**Description of the task**
Every record below must come back exactly as given.

Collected data:
= = = = =

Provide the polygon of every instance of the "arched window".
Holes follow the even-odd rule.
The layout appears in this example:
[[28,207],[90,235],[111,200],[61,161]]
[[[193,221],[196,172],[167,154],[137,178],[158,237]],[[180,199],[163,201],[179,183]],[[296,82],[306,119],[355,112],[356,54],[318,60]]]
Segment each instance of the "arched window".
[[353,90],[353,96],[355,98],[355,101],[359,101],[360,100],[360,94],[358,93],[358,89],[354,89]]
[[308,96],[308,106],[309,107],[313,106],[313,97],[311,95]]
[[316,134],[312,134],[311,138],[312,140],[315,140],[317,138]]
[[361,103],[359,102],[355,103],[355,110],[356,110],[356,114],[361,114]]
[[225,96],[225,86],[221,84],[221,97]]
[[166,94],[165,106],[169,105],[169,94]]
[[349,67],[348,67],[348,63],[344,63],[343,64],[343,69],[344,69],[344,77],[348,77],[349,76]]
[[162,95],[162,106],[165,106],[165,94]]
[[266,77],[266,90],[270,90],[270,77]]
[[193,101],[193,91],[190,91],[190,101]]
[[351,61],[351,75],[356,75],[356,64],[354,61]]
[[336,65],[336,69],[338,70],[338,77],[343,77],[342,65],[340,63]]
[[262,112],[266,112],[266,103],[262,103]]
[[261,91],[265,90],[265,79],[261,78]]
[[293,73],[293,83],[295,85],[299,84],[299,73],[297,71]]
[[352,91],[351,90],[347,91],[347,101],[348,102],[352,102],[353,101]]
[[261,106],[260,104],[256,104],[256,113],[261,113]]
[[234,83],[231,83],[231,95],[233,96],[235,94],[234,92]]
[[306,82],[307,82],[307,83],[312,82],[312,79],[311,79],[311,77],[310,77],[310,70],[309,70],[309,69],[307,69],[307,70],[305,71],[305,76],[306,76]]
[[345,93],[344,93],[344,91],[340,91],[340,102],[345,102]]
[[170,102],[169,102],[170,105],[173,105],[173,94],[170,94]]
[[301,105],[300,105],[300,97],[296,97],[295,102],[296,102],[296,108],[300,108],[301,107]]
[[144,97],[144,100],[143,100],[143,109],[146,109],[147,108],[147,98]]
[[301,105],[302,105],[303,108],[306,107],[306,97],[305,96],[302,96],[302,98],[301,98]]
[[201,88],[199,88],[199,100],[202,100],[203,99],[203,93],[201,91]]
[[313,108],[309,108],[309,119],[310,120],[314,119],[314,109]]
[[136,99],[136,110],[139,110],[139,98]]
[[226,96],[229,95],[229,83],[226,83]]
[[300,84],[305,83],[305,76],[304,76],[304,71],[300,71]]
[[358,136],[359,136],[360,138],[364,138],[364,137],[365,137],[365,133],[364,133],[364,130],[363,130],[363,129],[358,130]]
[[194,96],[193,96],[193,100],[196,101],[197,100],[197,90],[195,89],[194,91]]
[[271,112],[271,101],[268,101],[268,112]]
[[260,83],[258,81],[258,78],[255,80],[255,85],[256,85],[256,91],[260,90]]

= = = = =

**Reply**
Provide the polygon of every instance of the "arched window".
Holes follow the even-odd rule.
The layout appears in this example:
[[28,207],[90,235],[111,200],[61,161]]
[[[193,221],[196,172],[167,154],[137,178],[158,237]],[[180,199],[163,201],[179,183]],[[296,82],[306,119],[355,112],[356,54],[318,60]]]
Segment each instance of the "arched window".
[[353,90],[353,96],[355,98],[355,101],[359,101],[360,100],[360,94],[358,93],[358,89],[354,89]]
[[308,96],[308,106],[309,107],[313,106],[313,97],[311,95]]
[[316,134],[312,134],[311,138],[312,140],[315,140],[317,138]]
[[361,103],[359,102],[355,103],[355,110],[356,110],[356,114],[361,114]]
[[225,96],[225,86],[221,84],[221,97]]
[[166,94],[165,106],[169,105],[169,94]]
[[349,67],[348,67],[348,63],[344,63],[343,64],[343,69],[344,69],[344,77],[348,77],[349,76]]
[[162,95],[162,106],[165,106],[165,94]]
[[266,77],[266,90],[270,90],[270,77]]
[[193,101],[193,91],[190,91],[190,101]]
[[351,61],[351,75],[356,75],[356,64],[354,61]]
[[336,65],[336,69],[338,70],[338,77],[343,77],[342,65],[340,63]]
[[262,112],[266,112],[266,103],[262,103]]
[[261,91],[265,90],[265,79],[261,78]]
[[293,73],[293,83],[295,85],[299,84],[299,73],[297,71]]
[[352,91],[351,90],[347,91],[347,101],[348,102],[352,102],[353,101]]
[[261,106],[260,104],[256,104],[256,113],[261,113]]
[[234,83],[231,83],[231,95],[233,96],[235,94],[234,92]]
[[306,82],[307,82],[307,83],[312,82],[312,79],[311,79],[311,77],[310,77],[310,70],[309,70],[309,69],[307,69],[307,70],[305,71],[305,76],[306,76]]
[[345,93],[344,93],[344,91],[340,91],[340,102],[345,102]]
[[170,102],[169,102],[170,105],[173,105],[173,94],[170,94]]
[[301,105],[300,105],[300,97],[296,97],[295,102],[296,102],[296,108],[300,108],[301,107]]
[[144,97],[144,100],[143,100],[143,109],[146,109],[147,108],[147,98]]
[[301,105],[302,105],[303,108],[306,107],[306,97],[305,96],[302,96],[302,98],[301,98]]
[[201,88],[199,88],[199,100],[202,100],[203,99],[203,93],[201,91]]
[[313,108],[309,108],[309,119],[310,120],[314,119],[314,109]]
[[136,99],[136,110],[139,110],[139,98]]
[[226,96],[229,95],[229,83],[226,83]]
[[300,84],[305,83],[305,76],[304,76],[304,71],[300,71]]
[[358,136],[359,136],[360,138],[364,138],[364,137],[365,137],[365,133],[364,133],[364,130],[363,130],[363,129],[358,130]]
[[194,96],[193,96],[193,100],[196,101],[197,100],[197,90],[195,89],[194,91]]
[[271,112],[271,101],[268,101],[268,112]]
[[260,83],[258,81],[258,78],[255,80],[255,85],[256,85],[256,91],[260,90]]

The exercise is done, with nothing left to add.